Task brief>
Render every line of the items below as a JSON list of strings, one string per line. Leave out blank lines and the pictures.

* Start Exercise data *

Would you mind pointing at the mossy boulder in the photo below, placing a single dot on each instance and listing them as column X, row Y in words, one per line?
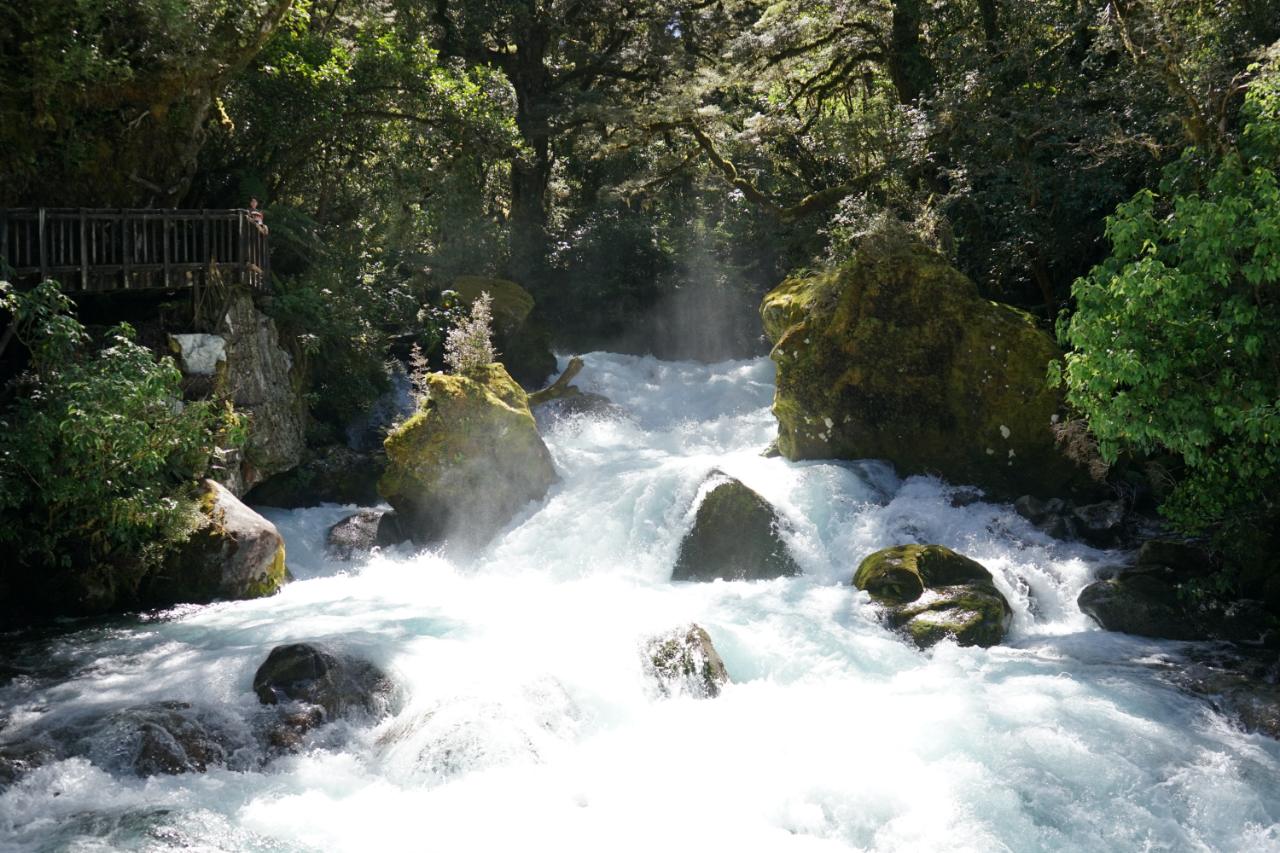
column 522, row 340
column 895, row 355
column 735, row 537
column 933, row 593
column 467, row 461
column 236, row 553
column 685, row 662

* End Exercise data *

Exercise response>
[
  "Would you mind pointing at the mossy boulder in the photo below, placing a single dot on each instance and listing them as column X, row Y in words, one per line?",
  "column 522, row 340",
  "column 895, row 355",
  "column 735, row 537",
  "column 933, row 593",
  "column 467, row 461",
  "column 236, row 553",
  "column 685, row 662"
]